TASK DATA: Begin

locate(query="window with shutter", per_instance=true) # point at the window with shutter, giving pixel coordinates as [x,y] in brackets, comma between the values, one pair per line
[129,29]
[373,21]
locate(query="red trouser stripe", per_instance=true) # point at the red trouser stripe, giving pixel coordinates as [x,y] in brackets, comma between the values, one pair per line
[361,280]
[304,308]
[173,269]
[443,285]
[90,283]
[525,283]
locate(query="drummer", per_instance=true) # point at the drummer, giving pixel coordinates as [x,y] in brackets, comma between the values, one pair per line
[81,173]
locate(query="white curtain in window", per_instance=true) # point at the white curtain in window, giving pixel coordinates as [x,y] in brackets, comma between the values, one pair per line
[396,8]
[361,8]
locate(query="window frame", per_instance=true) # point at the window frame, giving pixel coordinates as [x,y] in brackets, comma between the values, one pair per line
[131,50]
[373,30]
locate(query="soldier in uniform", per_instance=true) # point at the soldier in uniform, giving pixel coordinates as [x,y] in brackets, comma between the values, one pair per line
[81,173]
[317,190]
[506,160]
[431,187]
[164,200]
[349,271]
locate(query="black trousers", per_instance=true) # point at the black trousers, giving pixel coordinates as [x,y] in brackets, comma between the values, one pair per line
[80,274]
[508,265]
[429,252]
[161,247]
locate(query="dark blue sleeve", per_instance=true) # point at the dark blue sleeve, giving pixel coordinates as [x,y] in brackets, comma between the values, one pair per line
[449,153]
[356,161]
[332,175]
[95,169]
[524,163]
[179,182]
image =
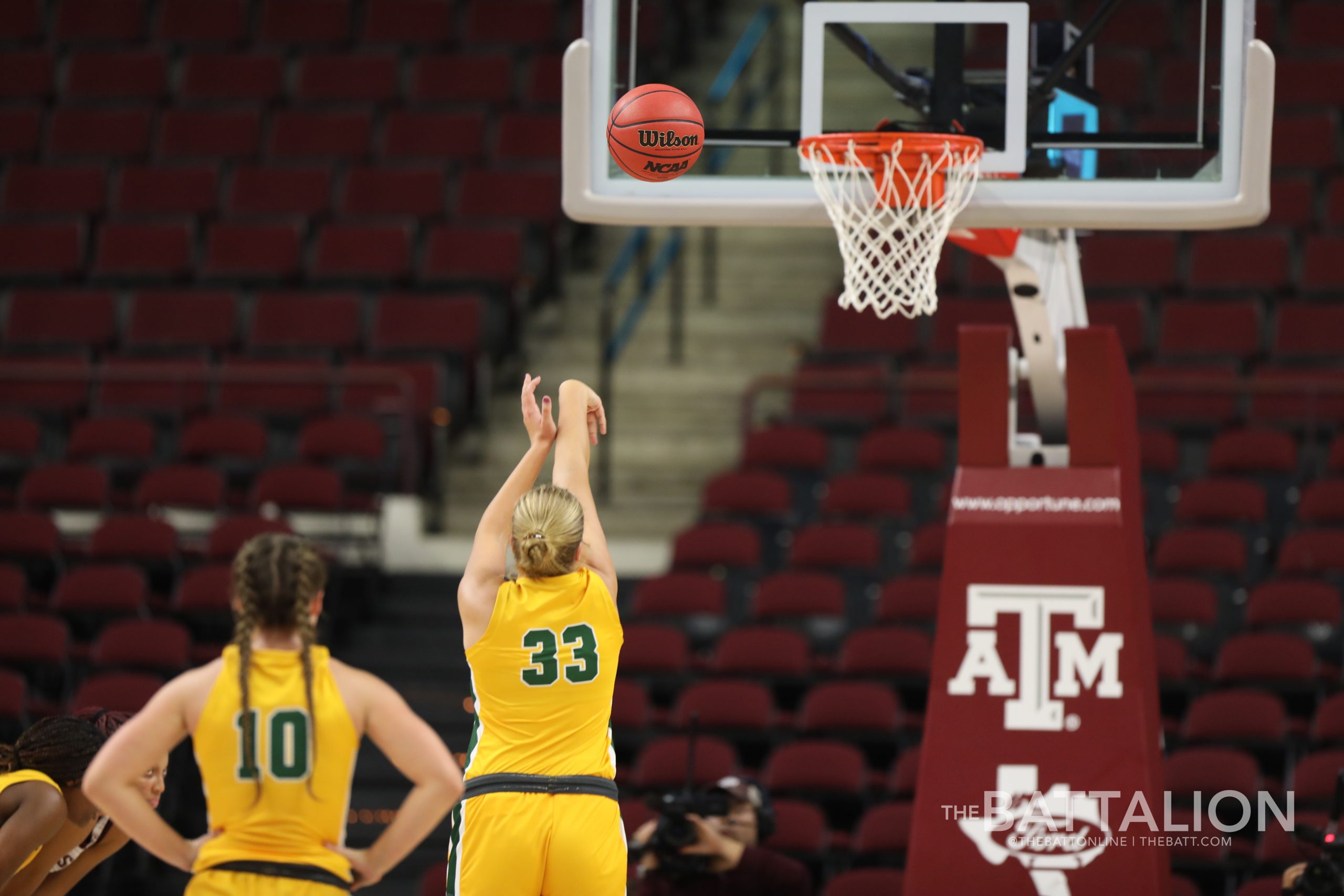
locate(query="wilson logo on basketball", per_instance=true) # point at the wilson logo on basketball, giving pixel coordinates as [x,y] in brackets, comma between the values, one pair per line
[667,140]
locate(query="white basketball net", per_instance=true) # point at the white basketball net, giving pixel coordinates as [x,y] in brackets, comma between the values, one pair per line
[891,248]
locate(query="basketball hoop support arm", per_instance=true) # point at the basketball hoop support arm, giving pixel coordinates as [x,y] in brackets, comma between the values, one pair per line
[1046,289]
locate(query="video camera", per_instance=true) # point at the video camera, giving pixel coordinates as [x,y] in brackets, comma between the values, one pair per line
[1324,875]
[675,830]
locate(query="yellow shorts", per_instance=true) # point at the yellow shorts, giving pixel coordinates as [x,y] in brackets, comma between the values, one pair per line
[537,846]
[232,883]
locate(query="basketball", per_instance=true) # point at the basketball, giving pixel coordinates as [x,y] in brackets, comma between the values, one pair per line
[655,132]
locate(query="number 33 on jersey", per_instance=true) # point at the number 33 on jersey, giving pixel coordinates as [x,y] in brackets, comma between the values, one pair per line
[542,678]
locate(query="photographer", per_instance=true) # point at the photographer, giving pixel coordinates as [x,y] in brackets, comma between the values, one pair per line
[725,858]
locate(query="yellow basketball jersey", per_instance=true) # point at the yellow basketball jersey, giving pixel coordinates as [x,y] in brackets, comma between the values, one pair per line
[18,778]
[286,821]
[542,678]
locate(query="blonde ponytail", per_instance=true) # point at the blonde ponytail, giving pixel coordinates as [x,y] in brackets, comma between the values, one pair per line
[548,532]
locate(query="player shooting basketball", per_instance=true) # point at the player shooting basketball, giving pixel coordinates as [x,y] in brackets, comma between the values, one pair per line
[541,812]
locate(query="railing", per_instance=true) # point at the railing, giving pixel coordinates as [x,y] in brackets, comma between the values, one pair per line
[1323,399]
[186,382]
[670,260]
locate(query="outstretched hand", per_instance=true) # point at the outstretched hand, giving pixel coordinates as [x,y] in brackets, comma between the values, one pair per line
[537,416]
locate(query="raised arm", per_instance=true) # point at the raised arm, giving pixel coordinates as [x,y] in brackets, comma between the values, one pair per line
[582,418]
[487,566]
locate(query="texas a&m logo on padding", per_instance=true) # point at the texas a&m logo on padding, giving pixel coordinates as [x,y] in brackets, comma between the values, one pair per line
[1047,668]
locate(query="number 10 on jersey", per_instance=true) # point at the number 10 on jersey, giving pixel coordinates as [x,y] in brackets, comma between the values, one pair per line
[546,669]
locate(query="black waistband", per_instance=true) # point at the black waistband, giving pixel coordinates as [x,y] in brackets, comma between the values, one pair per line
[511,784]
[286,870]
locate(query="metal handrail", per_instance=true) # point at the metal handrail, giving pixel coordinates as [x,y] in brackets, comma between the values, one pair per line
[213,378]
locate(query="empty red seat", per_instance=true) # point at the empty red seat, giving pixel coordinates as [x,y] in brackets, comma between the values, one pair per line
[1183,601]
[394,191]
[224,438]
[663,762]
[510,195]
[816,766]
[885,829]
[133,537]
[710,544]
[726,704]
[474,254]
[304,20]
[143,249]
[111,437]
[850,705]
[1320,263]
[886,652]
[1109,260]
[154,385]
[679,594]
[119,20]
[523,136]
[748,492]
[866,882]
[230,535]
[49,249]
[1294,602]
[463,77]
[118,691]
[358,77]
[1235,716]
[252,250]
[656,649]
[799,594]
[1202,330]
[407,22]
[1221,501]
[866,495]
[64,486]
[909,598]
[140,75]
[307,133]
[280,191]
[761,650]
[1237,262]
[202,320]
[1217,551]
[281,386]
[299,487]
[1210,770]
[203,20]
[166,191]
[1314,553]
[848,332]
[65,319]
[435,135]
[179,486]
[54,190]
[233,76]
[340,438]
[159,645]
[1316,23]
[1265,657]
[100,589]
[901,449]
[1309,331]
[378,251]
[202,133]
[510,22]
[836,546]
[414,323]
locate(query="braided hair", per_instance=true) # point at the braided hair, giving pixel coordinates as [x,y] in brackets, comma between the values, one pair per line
[59,747]
[276,581]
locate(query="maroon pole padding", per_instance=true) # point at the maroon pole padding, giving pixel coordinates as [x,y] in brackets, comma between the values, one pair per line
[1043,673]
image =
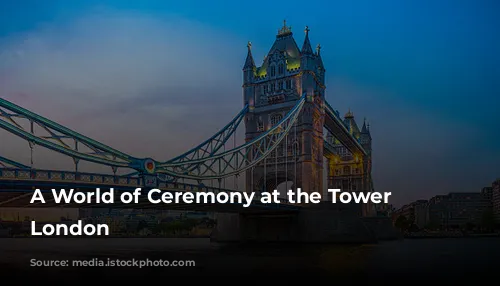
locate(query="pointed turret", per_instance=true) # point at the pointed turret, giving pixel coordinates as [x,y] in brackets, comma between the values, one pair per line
[318,54]
[249,62]
[351,124]
[306,47]
[365,137]
[364,128]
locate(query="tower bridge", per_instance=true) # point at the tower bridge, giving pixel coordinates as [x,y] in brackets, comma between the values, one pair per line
[293,138]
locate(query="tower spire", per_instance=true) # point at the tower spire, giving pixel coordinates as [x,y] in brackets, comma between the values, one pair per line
[306,47]
[364,129]
[249,62]
[285,30]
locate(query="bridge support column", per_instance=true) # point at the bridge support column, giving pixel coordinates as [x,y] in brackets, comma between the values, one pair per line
[318,223]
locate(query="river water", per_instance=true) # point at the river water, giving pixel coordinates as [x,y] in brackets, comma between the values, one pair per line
[147,257]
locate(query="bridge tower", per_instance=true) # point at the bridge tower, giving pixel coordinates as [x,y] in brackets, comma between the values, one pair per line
[349,171]
[271,90]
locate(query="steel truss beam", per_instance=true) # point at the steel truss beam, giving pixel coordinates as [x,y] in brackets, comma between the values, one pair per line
[236,160]
[38,130]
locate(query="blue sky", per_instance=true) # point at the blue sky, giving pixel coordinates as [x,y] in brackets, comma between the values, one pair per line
[425,73]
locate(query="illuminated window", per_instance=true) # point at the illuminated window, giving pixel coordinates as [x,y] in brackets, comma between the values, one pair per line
[347,170]
[260,126]
[281,69]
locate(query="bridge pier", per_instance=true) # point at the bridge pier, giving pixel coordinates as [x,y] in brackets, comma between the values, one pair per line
[318,223]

TASK DATA: End

REQUIREMENT |
Reproduce the whole listing verbatim and keep all pictures out of it.

RESPONSE TO THE EXERCISE |
locate(query="window with shutter", per_instance=true) # point at the window with shutter, giving pixel coordinates as [x,y] in brackets, comma between the values, one pair per line
[129,29]
[373,21]
locate(query="red trouser stripe", per_instance=true) # point at the red trouser stripe, giving pixel coordinates as [x,y] in brackets, comma between the values, one pair per line
[361,280]
[304,308]
[173,269]
[443,285]
[90,283]
[525,283]
locate(query="drummer", per_instance=true) # point at the drummer, giving pixel coordinates as [x,y] in brackets, comma between the values, one pair per line
[81,173]
locate(query="white curtain in window", per_instance=true) # point at the white curtain in window, giving pixel coordinates as [x,y] in brackets, comma between the values, one pair per line
[396,8]
[361,8]
locate(query="window frame", per_instance=true) # point at the window frame, giving pixel coordinates as [x,y] in brackets, comma between the values, one pair per line
[131,50]
[373,30]
locate(query="soldier in uniform", per_instance=true) # point at the soldier in uniform, giving pixel coordinates as [x,y] in brackets, comma between the values, one pair per line
[81,173]
[317,190]
[506,160]
[431,187]
[164,200]
[349,271]
locate(query="black trousers", per_instance=true) # point at the black trousers, giving pixel coordinates as [x,y] in brackets, comma between the values, one pair per line
[80,274]
[508,265]
[429,252]
[161,247]
locate(query="dark blue sleeve", per_instance=true) # point at the dark blue sleeve, giving pixel coordinates as [x,y] in brackets, comma between the values, one pair per line
[449,153]
[356,161]
[332,175]
[95,169]
[524,163]
[179,182]
image =
locate(query="wilson logo on basketball", per_instance=true) # point at the wilson logo on basketball, giving pixel coordinates as [x,y] in brackets, comma between the values, one pair per line
[667,140]
locate(query="white basketball net", per_instance=true) # point at the white basketball net, giving pixel coordinates as [x,y] in brackets, comma between the values, one pair per line
[891,248]
locate(query="basketball hoop support arm", per_instance=true) # point at the basketball hoop support arm, giving pixel coordinates as [x,y] in brackets, comma between the values, one pair per line
[1046,289]
locate(query="video camera", per_instance=true) # point at the video camera, giving pixel coordinates as [x,y] in brackets, comma between the values, one pair per line
[1324,875]
[675,830]
locate(query="yellow shorts", per_instance=true) # point at the yellow shorts, giving pixel coordinates as [x,y] in brackets, comma between the values, one pair per line
[537,846]
[232,883]
locate(query="basketball", per_instance=true) # point at the basketball, giving pixel coordinates as [x,y] in brackets, comma between the values, one pair per line
[655,132]
locate(query="number 33 on jersey", per_instance=true) # point at the number 33 on jersey, giving pixel coordinates as [x,y] in brackets, comma between the values, one pair per line
[542,678]
locate(query="photographer", per_instance=true) # point at the photographer, giving pixel coordinates as [x,y] in brackets, comma between the values, one pair per line
[725,858]
locate(query="yellow basketball jersey", per_instance=true) # point at the yellow basketball jersey, giving pixel coordinates as [x,y] in brackets, comma between the values, one pair per line
[18,778]
[286,821]
[542,678]
locate(query="blonde ponytail", per_instance=true) # point at the blonde ponytail, giving pixel coordinates as [x,y] in brackets, comma between the values, one pair per line
[548,532]
locate(query="player shooting basketball", per_instance=true) # point at the player shooting basketball, giving pixel coordinates as [x,y] in brackets, comma between the values, one pair per line
[541,812]
locate(query="railing", per_instance=true) # point at the railing, giving pixel coordinates as [x,y] in brackets, comma between the values, one pair per line
[1323,399]
[186,382]
[670,260]
locate(query="outstretched hand", per_instance=true) # point at the outstretched hand, giving pixel coordinates as [x,y] in brackets, comma between the values, one pair per line
[537,416]
locate(query="raised arm", per_instance=true) # point at the raised arm, giving pixel coordinates as [x,y] in brackets, comma between the values, one pair per line
[582,418]
[487,566]
locate(query="texas a&m logo on padding", per_instance=true) # point at the texas a&m logo on padding, giving pixel coordinates as [x,y] in brackets, comma between the values, one pair per line
[1047,668]
locate(query="number 10 on jersey", per_instance=true) # point at the number 10 on jersey, giving pixel coordinates as [x,y] in brackets, comma between the values, one pair per line
[546,669]
locate(query="black waistband", per_instance=true) # point at the black waistband, giving pixel coordinates as [x,y] in brackets, comma between the values, one pair per line
[511,784]
[286,870]
locate(query="metal handrail", per_instance=true) # point at the metal handrail, giving pixel coordinates as [x,y] in brackets, comma between the values, one pair per line
[213,378]
locate(query="empty red seat", per_instance=true) # point at the empty red seat, giving pixel coordinates as [x,y] in brackets, comma between the values, one pair per line
[1183,601]
[394,191]
[224,438]
[663,762]
[510,195]
[816,766]
[885,829]
[133,537]
[710,544]
[726,704]
[474,254]
[304,20]
[143,249]
[111,437]
[850,705]
[1320,263]
[886,652]
[1109,260]
[154,385]
[679,594]
[119,20]
[523,136]
[748,492]
[866,882]
[230,535]
[49,249]
[1294,602]
[463,77]
[118,691]
[358,77]
[1235,716]
[252,250]
[656,649]
[799,594]
[1202,330]
[407,22]
[1221,501]
[866,495]
[64,486]
[909,598]
[140,75]
[307,133]
[280,191]
[761,650]
[1237,262]
[202,320]
[1217,551]
[281,386]
[299,487]
[1210,770]
[203,20]
[166,191]
[1314,553]
[848,332]
[65,319]
[435,135]
[179,486]
[54,190]
[233,76]
[340,438]
[159,645]
[1316,23]
[1265,657]
[100,589]
[901,449]
[1309,331]
[378,251]
[202,133]
[510,22]
[836,546]
[414,323]
locate(query="braided hair", per_instance=true) # point at the braided hair, giving pixel coordinates as [x,y] in brackets, comma between the values, one pair per line
[59,747]
[276,581]
locate(query="maroon pole padding", per_instance=true) # point at the maroon pole padding, giving pixel coordinates as [x,y] in brackets, comma between the values, one pair per line
[1043,673]
image =
locate(query="pointed turret", per_instance=true) # point at the pointed turret, giving pixel coordinates as [x,y] in brackets, comma between the values, one pair per line
[318,54]
[249,62]
[351,124]
[306,47]
[365,137]
[364,128]
locate(query="tower bridge", per_instance=true) # point at the tower bridge, giving pixel coordinates as [x,y] in brackets, comma between the values, one pair per line
[293,138]
locate(query="tower spire", per_instance=true) # point at the tower spire, giving pixel coordinates as [x,y] in brackets, comma between the values, one pair per line
[306,47]
[364,129]
[249,62]
[285,30]
locate(query="bridge support column", per_instance=true) # point at the bridge support column, giving pixel coordinates as [x,y] in brackets, comma between the values, one pair per line
[318,223]
locate(query="river water", per_instance=true) # point at the river water, giving pixel coordinates as [x,y] in brackets, comma between the values, one pair per line
[147,257]
locate(query="bridge tower", per_instance=true) # point at the bridge tower, giving pixel coordinates as [x,y] in brackets, comma between the values, one pair per line
[349,171]
[271,90]
locate(query="steel truss beam", per_instance=true) # point at the steel truss beam, giving pixel coordinates as [x,y] in brackets, comma between the values, one pair per line
[236,160]
[38,130]
locate(query="blue sky", per_instance=true) # point at the blue sky, giving pixel coordinates as [x,y] in brackets, comma between the values, one pair per line
[425,73]
locate(query="illuminated window", per_instance=true) # point at the illuminated window, giving pixel coordinates as [x,y] in brackets, comma between the values, one pair per line
[347,170]
[260,126]
[281,69]
locate(query="bridge pier", per_instance=true) # point at the bridge pier, giving pixel coordinates as [x,y] in brackets, comma between the values, one pair per line
[318,223]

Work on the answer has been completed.